Court Hears University Lecturer 'Could Have Been Smothered'
28 May 2019, 16:19 | Updated: 28 May 2019, 16:22
A university lecturer who was found dead on his sofa and was suspected of drinking himself to death could have been smothered, Oxford Crown Court has heard.
Peter Farquhar, 69, was found dead at his home in October 2015 with a half-empty bottle of whisky on the table next to him.
Oxford Crown Court heard that the former English teacher's death was treated as alcohol-related after a pathologist found he was three times the drink-drive limit - a concentration capable of causing his death.
A coroner later certified his cause of death as acute alcohol intoxication.
It was only when Mr Farquhar's neighbour, Ann Moore-Martin, 83, died in May 2017 that suspicions were raised about his death.
Mr Farquhar's remains were exhumed and a second post-mortem examination was carried out, which found traces of various drugs.

● What is expected: In the court report, what did a coroner certify as Peter Farquhar's cause of death?

● Record extracts:
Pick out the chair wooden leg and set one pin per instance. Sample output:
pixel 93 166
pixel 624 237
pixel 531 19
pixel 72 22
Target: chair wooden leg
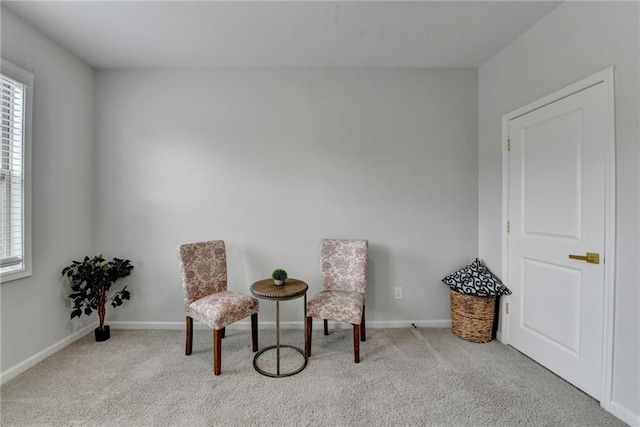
pixel 189 341
pixel 363 329
pixel 217 351
pixel 356 342
pixel 307 340
pixel 254 331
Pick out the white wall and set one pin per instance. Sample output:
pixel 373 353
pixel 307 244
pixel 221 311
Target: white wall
pixel 35 310
pixel 273 160
pixel 574 41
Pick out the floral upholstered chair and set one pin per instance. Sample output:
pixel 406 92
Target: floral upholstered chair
pixel 343 268
pixel 204 281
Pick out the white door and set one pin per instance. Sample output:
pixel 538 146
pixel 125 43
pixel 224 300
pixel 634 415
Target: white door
pixel 557 174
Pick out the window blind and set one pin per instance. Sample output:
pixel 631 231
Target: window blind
pixel 13 99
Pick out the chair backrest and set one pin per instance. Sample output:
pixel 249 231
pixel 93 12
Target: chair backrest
pixel 204 269
pixel 343 264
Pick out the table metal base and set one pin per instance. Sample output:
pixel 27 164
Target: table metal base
pixel 278 374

● Exercise result: Acute alcohol intoxication.